### What the task requires
In the entries below, from the line containing "like x=278 y=49." through the end, swap "marker" for "pin" and give those lines again with nothing else changed.
--- start Task inputs ---
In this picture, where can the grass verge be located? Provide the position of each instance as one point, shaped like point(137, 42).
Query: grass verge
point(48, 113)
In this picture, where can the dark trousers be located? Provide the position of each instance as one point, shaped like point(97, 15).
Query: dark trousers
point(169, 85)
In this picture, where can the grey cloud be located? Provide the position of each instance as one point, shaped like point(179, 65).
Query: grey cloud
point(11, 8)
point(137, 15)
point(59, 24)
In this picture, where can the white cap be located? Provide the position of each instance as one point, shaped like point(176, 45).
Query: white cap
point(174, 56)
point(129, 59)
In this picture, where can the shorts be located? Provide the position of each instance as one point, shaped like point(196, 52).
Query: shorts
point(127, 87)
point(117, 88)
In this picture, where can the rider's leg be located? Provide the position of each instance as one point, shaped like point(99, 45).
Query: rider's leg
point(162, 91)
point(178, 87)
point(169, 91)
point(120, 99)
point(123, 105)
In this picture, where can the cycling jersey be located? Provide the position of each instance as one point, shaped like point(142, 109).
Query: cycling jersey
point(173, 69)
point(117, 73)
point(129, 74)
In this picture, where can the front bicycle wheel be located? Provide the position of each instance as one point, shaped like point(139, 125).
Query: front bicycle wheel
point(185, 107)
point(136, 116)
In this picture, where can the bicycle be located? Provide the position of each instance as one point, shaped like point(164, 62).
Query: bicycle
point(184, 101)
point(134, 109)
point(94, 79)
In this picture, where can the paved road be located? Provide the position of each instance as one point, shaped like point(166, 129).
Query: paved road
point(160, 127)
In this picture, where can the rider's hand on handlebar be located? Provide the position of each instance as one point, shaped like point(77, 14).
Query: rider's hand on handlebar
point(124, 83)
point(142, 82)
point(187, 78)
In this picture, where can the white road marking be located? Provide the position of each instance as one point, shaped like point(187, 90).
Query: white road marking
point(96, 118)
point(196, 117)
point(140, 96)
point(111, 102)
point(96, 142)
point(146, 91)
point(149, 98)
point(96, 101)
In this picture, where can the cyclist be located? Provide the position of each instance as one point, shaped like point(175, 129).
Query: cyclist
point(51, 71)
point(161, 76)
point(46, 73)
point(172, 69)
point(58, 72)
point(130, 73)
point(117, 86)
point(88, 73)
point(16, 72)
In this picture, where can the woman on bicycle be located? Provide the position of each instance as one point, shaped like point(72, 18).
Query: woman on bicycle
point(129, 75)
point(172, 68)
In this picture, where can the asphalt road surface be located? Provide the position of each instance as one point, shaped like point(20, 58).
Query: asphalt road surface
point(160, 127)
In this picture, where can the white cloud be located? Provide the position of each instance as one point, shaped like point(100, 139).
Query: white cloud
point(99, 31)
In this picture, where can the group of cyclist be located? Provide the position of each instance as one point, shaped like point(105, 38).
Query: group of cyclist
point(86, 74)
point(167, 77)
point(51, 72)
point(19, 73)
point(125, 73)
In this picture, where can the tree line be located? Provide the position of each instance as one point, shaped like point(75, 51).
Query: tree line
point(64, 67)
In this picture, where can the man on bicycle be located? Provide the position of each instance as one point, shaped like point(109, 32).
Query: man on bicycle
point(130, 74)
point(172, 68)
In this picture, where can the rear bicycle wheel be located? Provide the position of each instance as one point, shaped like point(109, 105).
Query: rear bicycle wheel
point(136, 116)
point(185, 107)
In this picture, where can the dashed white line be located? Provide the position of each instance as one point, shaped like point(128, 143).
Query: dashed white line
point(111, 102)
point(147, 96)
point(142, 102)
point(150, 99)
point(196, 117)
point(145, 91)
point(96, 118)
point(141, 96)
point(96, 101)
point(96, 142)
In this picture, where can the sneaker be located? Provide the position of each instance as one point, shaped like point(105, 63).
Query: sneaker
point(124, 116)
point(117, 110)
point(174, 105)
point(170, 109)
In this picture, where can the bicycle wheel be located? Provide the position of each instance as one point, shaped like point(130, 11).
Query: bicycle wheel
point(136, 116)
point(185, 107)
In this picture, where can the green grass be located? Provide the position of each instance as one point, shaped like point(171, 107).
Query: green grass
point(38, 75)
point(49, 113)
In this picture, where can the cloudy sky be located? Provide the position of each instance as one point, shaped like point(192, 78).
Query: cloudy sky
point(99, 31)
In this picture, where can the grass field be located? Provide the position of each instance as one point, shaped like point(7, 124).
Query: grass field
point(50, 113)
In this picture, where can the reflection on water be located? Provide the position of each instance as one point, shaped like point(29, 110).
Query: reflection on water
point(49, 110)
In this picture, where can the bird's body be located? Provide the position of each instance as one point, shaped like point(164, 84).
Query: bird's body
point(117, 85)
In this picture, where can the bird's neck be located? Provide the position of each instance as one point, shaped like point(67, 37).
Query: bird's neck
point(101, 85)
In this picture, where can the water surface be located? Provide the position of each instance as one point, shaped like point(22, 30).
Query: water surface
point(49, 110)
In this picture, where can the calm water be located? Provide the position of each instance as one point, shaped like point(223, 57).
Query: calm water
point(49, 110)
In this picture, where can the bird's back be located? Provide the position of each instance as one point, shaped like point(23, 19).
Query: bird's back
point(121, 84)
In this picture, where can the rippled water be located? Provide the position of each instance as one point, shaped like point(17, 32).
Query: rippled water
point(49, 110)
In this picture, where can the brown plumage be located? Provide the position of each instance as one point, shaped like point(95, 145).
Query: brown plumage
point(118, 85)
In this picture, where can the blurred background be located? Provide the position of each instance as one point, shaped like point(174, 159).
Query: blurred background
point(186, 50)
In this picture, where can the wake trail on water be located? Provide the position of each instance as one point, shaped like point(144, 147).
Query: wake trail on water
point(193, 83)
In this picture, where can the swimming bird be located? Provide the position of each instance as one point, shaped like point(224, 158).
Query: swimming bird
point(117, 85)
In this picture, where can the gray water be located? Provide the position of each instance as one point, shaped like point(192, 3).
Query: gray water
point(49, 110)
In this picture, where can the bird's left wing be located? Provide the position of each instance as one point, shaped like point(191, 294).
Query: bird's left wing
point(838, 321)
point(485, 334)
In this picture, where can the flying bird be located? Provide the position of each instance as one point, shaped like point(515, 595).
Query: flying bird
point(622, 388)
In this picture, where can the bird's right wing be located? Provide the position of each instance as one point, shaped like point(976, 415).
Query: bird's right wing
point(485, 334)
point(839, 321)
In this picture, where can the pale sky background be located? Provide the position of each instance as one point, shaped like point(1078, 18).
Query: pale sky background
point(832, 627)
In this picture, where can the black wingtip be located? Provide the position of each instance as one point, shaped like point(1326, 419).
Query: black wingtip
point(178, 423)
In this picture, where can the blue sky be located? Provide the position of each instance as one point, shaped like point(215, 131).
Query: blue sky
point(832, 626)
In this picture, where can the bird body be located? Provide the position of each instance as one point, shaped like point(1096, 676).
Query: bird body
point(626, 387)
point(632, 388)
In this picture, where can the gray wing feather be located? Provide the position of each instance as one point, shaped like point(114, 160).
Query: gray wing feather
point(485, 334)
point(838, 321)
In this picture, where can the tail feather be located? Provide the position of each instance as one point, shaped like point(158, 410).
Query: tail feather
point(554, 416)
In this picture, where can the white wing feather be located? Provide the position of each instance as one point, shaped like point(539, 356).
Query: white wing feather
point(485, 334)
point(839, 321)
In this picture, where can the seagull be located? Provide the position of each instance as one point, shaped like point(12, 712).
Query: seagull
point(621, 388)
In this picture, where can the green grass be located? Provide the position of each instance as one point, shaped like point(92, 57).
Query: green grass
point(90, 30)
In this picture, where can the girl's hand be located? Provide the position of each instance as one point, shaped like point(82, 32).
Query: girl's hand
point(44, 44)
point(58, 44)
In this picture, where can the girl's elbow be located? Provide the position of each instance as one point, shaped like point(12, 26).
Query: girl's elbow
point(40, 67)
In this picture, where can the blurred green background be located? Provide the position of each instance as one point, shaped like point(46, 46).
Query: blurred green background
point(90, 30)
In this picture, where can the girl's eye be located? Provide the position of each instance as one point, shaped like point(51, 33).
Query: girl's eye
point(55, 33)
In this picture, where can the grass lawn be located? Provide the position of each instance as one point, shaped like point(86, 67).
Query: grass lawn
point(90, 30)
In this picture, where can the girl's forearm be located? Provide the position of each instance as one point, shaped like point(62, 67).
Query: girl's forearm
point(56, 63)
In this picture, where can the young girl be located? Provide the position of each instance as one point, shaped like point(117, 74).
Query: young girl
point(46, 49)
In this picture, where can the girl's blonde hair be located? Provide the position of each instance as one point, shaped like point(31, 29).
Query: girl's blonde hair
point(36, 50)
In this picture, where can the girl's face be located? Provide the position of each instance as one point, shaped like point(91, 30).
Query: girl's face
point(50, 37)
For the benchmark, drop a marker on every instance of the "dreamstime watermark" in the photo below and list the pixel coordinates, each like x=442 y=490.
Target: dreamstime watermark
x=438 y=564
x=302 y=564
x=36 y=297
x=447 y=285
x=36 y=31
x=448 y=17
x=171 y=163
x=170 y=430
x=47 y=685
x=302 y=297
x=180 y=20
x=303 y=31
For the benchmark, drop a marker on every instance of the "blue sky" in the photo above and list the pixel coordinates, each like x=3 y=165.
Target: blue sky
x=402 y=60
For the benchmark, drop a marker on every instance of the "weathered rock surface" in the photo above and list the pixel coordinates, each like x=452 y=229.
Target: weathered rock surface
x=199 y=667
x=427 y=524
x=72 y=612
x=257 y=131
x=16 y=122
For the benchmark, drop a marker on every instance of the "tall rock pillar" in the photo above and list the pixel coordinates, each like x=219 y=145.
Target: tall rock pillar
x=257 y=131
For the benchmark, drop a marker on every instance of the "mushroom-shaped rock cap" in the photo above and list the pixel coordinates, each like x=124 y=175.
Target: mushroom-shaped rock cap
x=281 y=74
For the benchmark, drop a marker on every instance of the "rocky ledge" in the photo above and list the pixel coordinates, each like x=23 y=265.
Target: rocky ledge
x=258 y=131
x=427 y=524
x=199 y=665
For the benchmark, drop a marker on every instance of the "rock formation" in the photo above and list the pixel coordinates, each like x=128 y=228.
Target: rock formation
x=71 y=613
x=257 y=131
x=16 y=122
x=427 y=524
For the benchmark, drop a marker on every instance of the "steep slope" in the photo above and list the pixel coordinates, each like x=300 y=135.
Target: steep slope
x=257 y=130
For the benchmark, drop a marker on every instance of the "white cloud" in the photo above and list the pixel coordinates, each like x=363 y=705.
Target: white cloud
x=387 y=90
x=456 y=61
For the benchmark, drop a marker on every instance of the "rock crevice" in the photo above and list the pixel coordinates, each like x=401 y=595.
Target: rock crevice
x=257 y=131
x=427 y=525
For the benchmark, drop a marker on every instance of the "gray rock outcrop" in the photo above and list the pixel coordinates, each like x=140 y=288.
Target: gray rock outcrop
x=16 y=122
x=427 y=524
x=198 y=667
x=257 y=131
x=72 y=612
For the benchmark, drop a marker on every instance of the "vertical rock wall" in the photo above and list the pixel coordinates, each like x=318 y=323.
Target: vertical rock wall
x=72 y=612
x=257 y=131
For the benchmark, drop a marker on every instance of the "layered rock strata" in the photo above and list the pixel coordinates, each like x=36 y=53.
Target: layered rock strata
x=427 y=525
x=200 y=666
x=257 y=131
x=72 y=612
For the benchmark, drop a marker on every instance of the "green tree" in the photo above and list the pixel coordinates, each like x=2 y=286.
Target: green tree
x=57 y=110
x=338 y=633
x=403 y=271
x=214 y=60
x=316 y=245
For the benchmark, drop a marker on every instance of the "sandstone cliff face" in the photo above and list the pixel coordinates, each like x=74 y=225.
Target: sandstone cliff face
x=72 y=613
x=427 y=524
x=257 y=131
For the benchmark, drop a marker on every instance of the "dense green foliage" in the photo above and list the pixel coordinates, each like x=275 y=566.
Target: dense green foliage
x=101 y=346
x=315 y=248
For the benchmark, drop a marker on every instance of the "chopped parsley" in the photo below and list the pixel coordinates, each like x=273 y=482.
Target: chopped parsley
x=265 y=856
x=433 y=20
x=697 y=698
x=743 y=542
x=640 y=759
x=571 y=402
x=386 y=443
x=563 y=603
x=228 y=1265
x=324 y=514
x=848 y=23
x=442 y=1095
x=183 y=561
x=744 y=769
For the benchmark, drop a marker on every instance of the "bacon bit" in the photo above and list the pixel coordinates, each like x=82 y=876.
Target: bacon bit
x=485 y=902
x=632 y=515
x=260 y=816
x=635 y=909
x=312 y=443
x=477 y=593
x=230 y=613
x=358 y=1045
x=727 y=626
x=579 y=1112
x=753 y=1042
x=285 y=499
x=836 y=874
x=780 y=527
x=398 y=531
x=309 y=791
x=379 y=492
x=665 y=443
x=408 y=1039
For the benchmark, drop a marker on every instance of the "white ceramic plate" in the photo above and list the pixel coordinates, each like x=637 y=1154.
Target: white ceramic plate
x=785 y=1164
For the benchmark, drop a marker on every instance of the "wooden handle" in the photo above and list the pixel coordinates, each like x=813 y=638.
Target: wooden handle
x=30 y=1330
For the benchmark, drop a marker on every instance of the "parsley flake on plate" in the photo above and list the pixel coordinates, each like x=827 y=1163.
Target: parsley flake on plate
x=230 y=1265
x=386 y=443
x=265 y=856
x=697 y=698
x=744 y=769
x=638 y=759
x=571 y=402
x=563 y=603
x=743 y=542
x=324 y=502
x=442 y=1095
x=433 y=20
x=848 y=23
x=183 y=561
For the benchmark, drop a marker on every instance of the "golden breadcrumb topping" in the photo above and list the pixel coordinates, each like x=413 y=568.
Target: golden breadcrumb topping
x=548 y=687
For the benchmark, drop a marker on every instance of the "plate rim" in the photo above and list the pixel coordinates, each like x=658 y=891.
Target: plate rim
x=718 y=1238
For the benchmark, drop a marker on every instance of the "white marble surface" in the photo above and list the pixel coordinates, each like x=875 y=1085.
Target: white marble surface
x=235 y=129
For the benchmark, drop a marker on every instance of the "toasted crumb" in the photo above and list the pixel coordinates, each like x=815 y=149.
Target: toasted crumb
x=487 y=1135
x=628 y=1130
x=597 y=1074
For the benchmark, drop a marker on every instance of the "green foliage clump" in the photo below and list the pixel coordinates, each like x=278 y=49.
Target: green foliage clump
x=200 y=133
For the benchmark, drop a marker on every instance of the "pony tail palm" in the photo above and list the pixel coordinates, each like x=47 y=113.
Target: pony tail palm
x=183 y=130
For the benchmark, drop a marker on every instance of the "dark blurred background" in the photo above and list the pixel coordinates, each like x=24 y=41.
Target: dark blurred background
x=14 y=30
--- end Task inputs ---
### Solution for this problem
For the benchmark, drop a pin on every instance of the "green foliage clump" in the photo below and list the pixel coordinates, each like x=278 y=49.
Target: green foliage clump
x=200 y=133
For the benchmark, drop a pin on every instance of the "pony tail palm" in the photo above and list the pixel coordinates, each like x=47 y=113.
Target: pony tail palm
x=183 y=130
For the benchmark, drop a pin on every instance of the "dark blurred background" in the photo above and list the pixel coordinates, each like x=24 y=41.
Target: dark blurred background
x=14 y=30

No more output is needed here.